- Goal:
Starting with the line that contains "find green foliage", write out each line through the end of the listing, unchanged. Output nothing else.

------ Dataset entries

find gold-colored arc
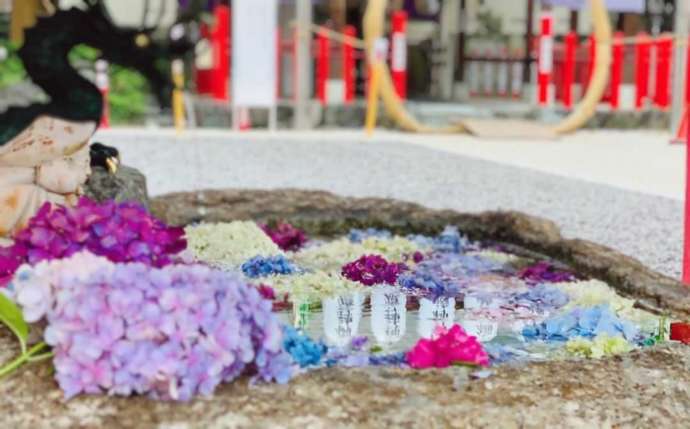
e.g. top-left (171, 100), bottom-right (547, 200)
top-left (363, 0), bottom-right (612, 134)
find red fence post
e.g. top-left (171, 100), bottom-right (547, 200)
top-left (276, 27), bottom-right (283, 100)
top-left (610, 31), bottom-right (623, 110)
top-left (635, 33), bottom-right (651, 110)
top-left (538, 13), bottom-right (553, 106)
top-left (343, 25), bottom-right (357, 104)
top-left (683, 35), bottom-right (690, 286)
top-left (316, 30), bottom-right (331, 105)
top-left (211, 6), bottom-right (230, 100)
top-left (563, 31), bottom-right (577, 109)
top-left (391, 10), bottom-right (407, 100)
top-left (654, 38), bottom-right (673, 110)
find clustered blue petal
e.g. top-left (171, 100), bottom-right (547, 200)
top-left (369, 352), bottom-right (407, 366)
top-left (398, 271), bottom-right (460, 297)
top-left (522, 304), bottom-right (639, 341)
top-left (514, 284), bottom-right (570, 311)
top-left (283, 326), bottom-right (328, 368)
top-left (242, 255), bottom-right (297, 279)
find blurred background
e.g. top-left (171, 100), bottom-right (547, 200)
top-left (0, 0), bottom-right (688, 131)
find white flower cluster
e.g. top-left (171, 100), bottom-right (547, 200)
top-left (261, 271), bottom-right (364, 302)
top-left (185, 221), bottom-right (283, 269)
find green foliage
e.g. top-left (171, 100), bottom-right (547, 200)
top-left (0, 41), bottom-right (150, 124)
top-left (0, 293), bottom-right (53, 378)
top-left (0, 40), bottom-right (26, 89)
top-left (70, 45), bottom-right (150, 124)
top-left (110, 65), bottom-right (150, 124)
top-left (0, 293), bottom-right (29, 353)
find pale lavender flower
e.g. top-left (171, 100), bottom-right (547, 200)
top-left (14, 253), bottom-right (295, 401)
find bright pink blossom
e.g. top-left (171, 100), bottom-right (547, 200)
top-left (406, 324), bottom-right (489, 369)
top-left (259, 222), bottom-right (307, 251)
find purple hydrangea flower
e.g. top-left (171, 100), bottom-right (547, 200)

------------

- Worked solution:
find green foliage
e.g. top-left (171, 100), bottom-right (547, 200)
top-left (0, 41), bottom-right (150, 124)
top-left (0, 293), bottom-right (53, 378)
top-left (0, 40), bottom-right (26, 89)
top-left (70, 45), bottom-right (150, 124)
top-left (110, 65), bottom-right (150, 124)
top-left (0, 293), bottom-right (29, 353)
find pale lavender flower
e.g. top-left (171, 100), bottom-right (547, 200)
top-left (14, 253), bottom-right (295, 401)
find bright pink blossom
e.g. top-left (171, 100), bottom-right (547, 200)
top-left (406, 324), bottom-right (489, 369)
top-left (259, 222), bottom-right (307, 251)
find purple hydrangea flower
e.g. top-left (171, 100), bottom-right (547, 200)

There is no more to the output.